++++ Recorded information

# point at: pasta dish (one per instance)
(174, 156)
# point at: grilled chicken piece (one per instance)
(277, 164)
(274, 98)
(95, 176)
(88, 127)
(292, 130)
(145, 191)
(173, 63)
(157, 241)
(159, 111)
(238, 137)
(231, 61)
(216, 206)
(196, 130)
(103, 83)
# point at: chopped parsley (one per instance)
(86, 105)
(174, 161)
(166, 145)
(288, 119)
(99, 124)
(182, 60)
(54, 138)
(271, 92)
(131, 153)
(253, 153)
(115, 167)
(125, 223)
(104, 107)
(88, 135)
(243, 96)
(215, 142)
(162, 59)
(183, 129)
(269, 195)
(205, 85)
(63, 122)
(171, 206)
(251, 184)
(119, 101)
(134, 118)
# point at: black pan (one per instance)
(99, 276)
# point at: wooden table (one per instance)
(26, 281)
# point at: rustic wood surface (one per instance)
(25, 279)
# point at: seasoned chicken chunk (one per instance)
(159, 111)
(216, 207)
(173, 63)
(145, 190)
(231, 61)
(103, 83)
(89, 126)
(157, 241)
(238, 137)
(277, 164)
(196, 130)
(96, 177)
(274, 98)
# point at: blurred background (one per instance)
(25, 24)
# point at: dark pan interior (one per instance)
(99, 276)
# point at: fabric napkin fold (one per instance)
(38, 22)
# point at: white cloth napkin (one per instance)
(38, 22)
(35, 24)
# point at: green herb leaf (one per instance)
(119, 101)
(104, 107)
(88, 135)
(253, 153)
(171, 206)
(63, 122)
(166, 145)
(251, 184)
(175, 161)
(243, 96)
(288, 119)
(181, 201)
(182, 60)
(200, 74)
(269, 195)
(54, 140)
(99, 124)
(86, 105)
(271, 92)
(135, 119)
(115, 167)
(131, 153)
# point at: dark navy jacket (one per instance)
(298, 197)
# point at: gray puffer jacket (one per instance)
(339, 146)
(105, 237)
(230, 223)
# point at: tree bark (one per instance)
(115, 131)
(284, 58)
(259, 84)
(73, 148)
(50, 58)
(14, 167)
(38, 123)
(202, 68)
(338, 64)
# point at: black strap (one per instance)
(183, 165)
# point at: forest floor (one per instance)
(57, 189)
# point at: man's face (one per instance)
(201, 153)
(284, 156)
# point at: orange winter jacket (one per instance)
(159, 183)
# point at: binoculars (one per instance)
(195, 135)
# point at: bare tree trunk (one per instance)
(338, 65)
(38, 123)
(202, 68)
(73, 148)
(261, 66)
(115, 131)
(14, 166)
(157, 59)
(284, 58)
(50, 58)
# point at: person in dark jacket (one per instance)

++++++++

Exercise directions. Give back all the data exactly as it was written.

Solved exercise.
# point at: pasta dish (one per instance)
(174, 156)
# point at: grilled chicken piece (one per instance)
(277, 164)
(274, 98)
(95, 176)
(88, 127)
(292, 130)
(145, 191)
(173, 63)
(157, 241)
(159, 111)
(238, 137)
(231, 61)
(216, 206)
(196, 130)
(103, 83)
# point at: chopped parsley (one per instance)
(86, 105)
(174, 161)
(166, 145)
(288, 119)
(99, 124)
(182, 60)
(54, 138)
(271, 92)
(131, 153)
(253, 153)
(115, 167)
(125, 223)
(104, 107)
(88, 135)
(243, 96)
(215, 142)
(162, 59)
(183, 129)
(269, 195)
(205, 85)
(63, 122)
(171, 206)
(251, 184)
(119, 101)
(134, 118)
# point at: black pan (one per instance)
(99, 276)
# point at: wooden table (one per instance)
(26, 281)
# point at: rustic wood surface (one per instance)
(25, 279)
# point at: seasoned chicken chunk (one per instance)
(159, 111)
(216, 207)
(173, 63)
(145, 190)
(231, 61)
(103, 83)
(89, 126)
(157, 241)
(238, 137)
(277, 164)
(196, 130)
(96, 177)
(274, 98)
# point at: blurred background (one per instance)
(25, 24)
# point at: dark pan interior (one per instance)
(99, 276)
# point at: fabric napkin fold (one per instance)
(38, 22)
# point at: white cloth napkin (one per instance)
(38, 22)
(35, 24)
# point at: green herb leaf (one per instance)
(119, 101)
(104, 107)
(88, 135)
(253, 153)
(171, 206)
(63, 122)
(166, 145)
(251, 184)
(175, 161)
(243, 96)
(288, 119)
(181, 201)
(182, 60)
(200, 74)
(269, 195)
(54, 140)
(99, 124)
(86, 105)
(271, 92)
(135, 119)
(115, 167)
(131, 153)
# point at: dark navy jacket (one per instance)
(298, 197)
# point at: gray puffer jacket (one per instance)
(339, 146)
(105, 237)
(230, 223)
# point at: tree bark (one per instance)
(115, 131)
(284, 58)
(259, 84)
(73, 148)
(50, 58)
(14, 167)
(38, 123)
(202, 68)
(338, 64)
# point at: black strap (one per instance)
(183, 165)
# point at: forest floor (one per instance)
(57, 189)
# point at: man's face (one per instance)
(201, 153)
(284, 156)
# point at: orange winter jacket (one per instance)
(159, 183)
# point at: binoculars (one per instance)
(195, 135)
# point at: bare tree trunk (one per instance)
(338, 65)
(38, 123)
(202, 68)
(73, 148)
(261, 66)
(115, 131)
(14, 166)
(157, 59)
(284, 58)
(50, 58)
# point at: person in dark jacket (one per instance)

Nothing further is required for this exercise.